◆ Stated exercise: Could you give these lines again with "pedestrian in background" replaced by "person walking in the distance" and everything else unchanged? Leave the pictures out of your answer.

◆ Extracted records:
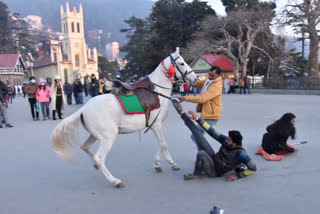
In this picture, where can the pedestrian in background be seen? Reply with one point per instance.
(101, 86)
(226, 85)
(67, 88)
(78, 90)
(94, 86)
(108, 85)
(186, 89)
(3, 105)
(11, 93)
(241, 85)
(210, 99)
(246, 84)
(43, 95)
(57, 98)
(31, 90)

◆ Output of the exercise:
In this picture, where can the person walking in the distance be seen? Reply with one point per instance.
(101, 86)
(226, 85)
(67, 88)
(78, 90)
(94, 86)
(108, 85)
(186, 89)
(3, 105)
(11, 93)
(241, 85)
(210, 99)
(246, 84)
(43, 95)
(57, 98)
(31, 90)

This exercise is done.